WHAT THIS TASK INVOLVES
Only the records, repeated exactly, should make up the response.
========================
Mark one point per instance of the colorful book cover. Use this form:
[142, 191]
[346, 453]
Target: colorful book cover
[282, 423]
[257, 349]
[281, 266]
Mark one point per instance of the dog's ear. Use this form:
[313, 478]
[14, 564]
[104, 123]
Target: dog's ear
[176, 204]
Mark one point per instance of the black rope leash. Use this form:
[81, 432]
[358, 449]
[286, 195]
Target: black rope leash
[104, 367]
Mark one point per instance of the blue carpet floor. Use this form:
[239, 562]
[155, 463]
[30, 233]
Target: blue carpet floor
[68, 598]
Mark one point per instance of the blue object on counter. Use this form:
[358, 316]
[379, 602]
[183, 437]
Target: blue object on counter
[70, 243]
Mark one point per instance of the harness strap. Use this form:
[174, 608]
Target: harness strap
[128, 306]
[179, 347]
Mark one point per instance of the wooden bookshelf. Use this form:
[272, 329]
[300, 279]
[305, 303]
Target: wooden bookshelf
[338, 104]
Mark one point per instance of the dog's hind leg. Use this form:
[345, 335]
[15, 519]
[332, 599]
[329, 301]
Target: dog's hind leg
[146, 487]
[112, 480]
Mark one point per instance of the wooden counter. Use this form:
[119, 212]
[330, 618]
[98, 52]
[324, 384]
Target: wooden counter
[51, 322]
========================
RESPONSE TO THE EXERCISE
Mark one point per instance of the colorful book cover. Use this form:
[142, 191]
[346, 453]
Target: colorful book cover
[282, 423]
[257, 349]
[281, 266]
Mark one point per instance of the dog's ear. Use this form:
[313, 478]
[14, 564]
[104, 123]
Target: dog's ear
[176, 204]
Mark one point per instance of the black rope leash. Use this form:
[81, 432]
[358, 449]
[286, 195]
Target: black rope leash
[104, 367]
Mark one point per instance of the blue carpet floor. Use this form:
[239, 562]
[155, 463]
[30, 233]
Target: blue carpet floor
[68, 598]
Mark one point per instance of the blue object on counter. Use this form:
[358, 316]
[379, 602]
[183, 437]
Target: blue object on counter
[70, 243]
Mark one point per instance of the harness strap. Use this form:
[174, 608]
Target: harness strap
[128, 306]
[179, 347]
Mark one point per instance of the wooden bookshelf. Use this form:
[272, 329]
[300, 279]
[305, 303]
Target: wooden bookshelf
[338, 104]
Mark one point per instance of the dog's hind leg. Use this form:
[345, 335]
[15, 519]
[332, 599]
[329, 301]
Target: dog's hind leg
[146, 487]
[112, 480]
Mark one point per instance of the wooden counter. Use this form:
[119, 212]
[330, 618]
[98, 52]
[324, 384]
Target: wooden counter
[51, 322]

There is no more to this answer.